**Task details**
Return the records below character for character.

Data excerpts: Begin

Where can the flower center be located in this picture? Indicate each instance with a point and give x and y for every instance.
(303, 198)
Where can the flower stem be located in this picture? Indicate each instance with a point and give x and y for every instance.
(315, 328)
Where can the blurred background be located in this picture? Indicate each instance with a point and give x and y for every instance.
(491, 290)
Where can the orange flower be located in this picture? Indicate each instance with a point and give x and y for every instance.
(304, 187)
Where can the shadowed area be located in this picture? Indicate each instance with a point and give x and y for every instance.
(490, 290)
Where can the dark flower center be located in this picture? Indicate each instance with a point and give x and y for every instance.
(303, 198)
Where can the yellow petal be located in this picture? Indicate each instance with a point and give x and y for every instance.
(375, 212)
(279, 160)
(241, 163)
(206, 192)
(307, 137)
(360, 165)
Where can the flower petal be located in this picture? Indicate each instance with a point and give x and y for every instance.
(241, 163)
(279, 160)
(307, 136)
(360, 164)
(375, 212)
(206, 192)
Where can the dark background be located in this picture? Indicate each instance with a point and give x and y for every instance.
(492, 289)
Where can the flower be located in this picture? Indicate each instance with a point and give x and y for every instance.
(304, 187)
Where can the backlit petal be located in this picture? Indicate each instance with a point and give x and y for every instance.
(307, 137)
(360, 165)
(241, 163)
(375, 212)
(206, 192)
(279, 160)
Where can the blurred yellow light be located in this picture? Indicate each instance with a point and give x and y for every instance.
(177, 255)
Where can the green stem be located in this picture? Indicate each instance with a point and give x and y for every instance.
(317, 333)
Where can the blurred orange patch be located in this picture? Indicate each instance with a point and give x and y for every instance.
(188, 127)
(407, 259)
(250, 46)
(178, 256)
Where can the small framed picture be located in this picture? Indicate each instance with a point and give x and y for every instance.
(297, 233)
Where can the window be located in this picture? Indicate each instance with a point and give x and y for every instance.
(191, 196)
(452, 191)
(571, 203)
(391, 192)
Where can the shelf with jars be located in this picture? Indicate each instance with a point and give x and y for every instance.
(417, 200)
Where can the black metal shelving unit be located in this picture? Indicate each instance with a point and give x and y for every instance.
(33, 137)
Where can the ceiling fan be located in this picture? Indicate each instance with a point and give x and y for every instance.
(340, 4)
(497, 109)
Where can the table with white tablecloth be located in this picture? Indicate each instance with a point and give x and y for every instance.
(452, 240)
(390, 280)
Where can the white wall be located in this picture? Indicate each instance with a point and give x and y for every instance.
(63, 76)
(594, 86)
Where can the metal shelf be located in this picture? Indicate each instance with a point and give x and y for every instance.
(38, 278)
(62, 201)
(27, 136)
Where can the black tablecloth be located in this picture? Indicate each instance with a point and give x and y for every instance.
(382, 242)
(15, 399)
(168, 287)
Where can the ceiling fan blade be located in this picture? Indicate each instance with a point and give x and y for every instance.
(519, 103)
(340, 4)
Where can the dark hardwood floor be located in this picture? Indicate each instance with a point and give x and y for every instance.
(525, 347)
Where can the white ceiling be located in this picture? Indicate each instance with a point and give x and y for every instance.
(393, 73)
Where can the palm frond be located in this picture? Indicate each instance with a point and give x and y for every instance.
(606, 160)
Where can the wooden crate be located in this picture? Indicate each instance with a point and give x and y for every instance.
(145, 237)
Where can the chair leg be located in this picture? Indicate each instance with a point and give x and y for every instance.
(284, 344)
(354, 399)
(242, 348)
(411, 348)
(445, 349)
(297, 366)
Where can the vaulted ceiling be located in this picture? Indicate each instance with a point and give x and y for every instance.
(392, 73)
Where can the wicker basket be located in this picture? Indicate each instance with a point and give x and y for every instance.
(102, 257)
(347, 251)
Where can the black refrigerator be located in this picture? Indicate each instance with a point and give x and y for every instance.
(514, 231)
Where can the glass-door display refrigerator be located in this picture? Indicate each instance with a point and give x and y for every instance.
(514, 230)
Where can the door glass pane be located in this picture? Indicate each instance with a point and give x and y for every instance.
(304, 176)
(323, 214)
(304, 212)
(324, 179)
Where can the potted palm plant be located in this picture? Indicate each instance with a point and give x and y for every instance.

Data excerpts: End

**Output for this task**
Where can the flower center be located in this picture? Indicate each instance with a point and give x and y for every instance.
(303, 198)
Where can the flower stem be located in this picture? Indicate each instance with a point and give x and y for every instance.
(315, 328)
Where can the blurred background be located in this picture? Indicate each instance with a point and give x and y for every instance.
(491, 290)
Where can the orange flower be located in this picture? Indicate each instance with a point and give x and y for every instance.
(304, 187)
Where can the shadowed area be located in this picture? Indicate each instance with a point and give x and y for every instance.
(490, 290)
Where can the dark flower center be located in this picture? Indicate each instance with a point and give x and y for every instance.
(303, 198)
Where can the yellow petal be located in this picture? Indicate each instance with a point and give x and y for every instance.
(375, 212)
(279, 160)
(241, 163)
(206, 192)
(307, 137)
(360, 165)
Where can the flower petal be located in this picture? Indicate each instance with a point and give x and y for every instance.
(241, 163)
(279, 160)
(307, 136)
(360, 164)
(375, 212)
(206, 192)
Where can the dark background be located in this picture? Indicate each instance with a point and give x and y for every instance.
(492, 289)
Where can the flower be located in this picture? Indicate each instance with a point and give x and y for every instance.
(304, 187)
Where can the backlit petal be located in this picture? Indicate each instance with a point and give x and y for every instance.
(307, 137)
(360, 165)
(241, 163)
(375, 212)
(206, 192)
(279, 160)
Where can the blurred yellow light be located in this picture? Indicate each instance with a point and give x and y for every instance.
(177, 255)
Where can the green stem be located in this picture? Indicate each instance with a point and give x and y for every instance.
(317, 333)
Where can the blurred orange patch be located in this picture? Indicate each instance with a point and give x and y for every instance.
(188, 127)
(407, 259)
(250, 46)
(178, 256)
Where can the small framed picture be located in this picture? Indicate each instance with a point and give x and y for every instance.
(297, 233)
Where can the window be located in this picture? Indicate each instance with a point and give x and y for every instance.
(191, 196)
(452, 191)
(571, 203)
(391, 192)
Where can the shelf with jars be located in this picture? Indicate each instance with a point and give x and y for every instance.
(417, 200)
Where can the black metal shelving unit be located in this picture? Indicate each instance with a point and give x and y for every instance.
(33, 137)
Where can the ceiling fan be located in this picture? Indicate each instance with a point and give x and y for every instance.
(340, 4)
(497, 109)
Where can the table with white tablecloth be located in this picture? Indicate each instance with a point and give x and y for every instance.
(452, 240)
(390, 280)
Where can the white wall be located in this picture? Indicate each instance with a point and give x and y for every instance.
(63, 76)
(594, 86)
Where can the metal shelf be located in this picture? Indicate each instance with a point and give x and y for every instance.
(38, 278)
(62, 201)
(27, 136)
Where can the black tablecloth be located in this picture? Indicate each instance with a point and give x and y for every instance.
(382, 242)
(15, 399)
(168, 287)
Where can the ceiling fan blade be located in this picture? Indicate each instance with a point and give x and y for every instance.
(519, 103)
(340, 4)
Where can the dark hardwood floor be located in this picture? Indicate each instance with a point and give x and y for every instance.
(525, 347)
Where can the white ceiling be located in this picture? Indicate each instance with a point and give x and y for every instance.
(393, 73)
Where can the palm frond be located in this picture? Indicate each instance with a point and give x and y for every instance.
(606, 160)
Where can the wooden crate be located in this picture? Indicate each instance with a point and give x and y for every instance.
(145, 237)
Where can the chair leg be located in this picture? Indicate each instance with a point and give x and y for every instance.
(284, 344)
(354, 399)
(242, 348)
(411, 348)
(445, 349)
(297, 366)
Where can the vaulted ceiling be located in this picture? Indicate each instance with a point and give x and y for every instance.
(392, 73)
Where can the wicker basket be located in this picture? Indicate each instance with a point and give x and y for every instance.
(102, 257)
(347, 251)
Where can the black refrigerator be located in this picture? Indicate each instance with a point and give x and y for every instance.
(514, 231)
Where can the glass-door display refrigerator be located in this picture? Indicate each instance with a point and give x and y for every instance.
(514, 230)
Where can the door glass pane be located in this picture? Indicate each instance with a point and give x and y for every instance.
(304, 176)
(323, 214)
(304, 212)
(324, 179)
Where can the potted palm plant be located in this picture? Indicate each instance with a point and give x and y for every instance.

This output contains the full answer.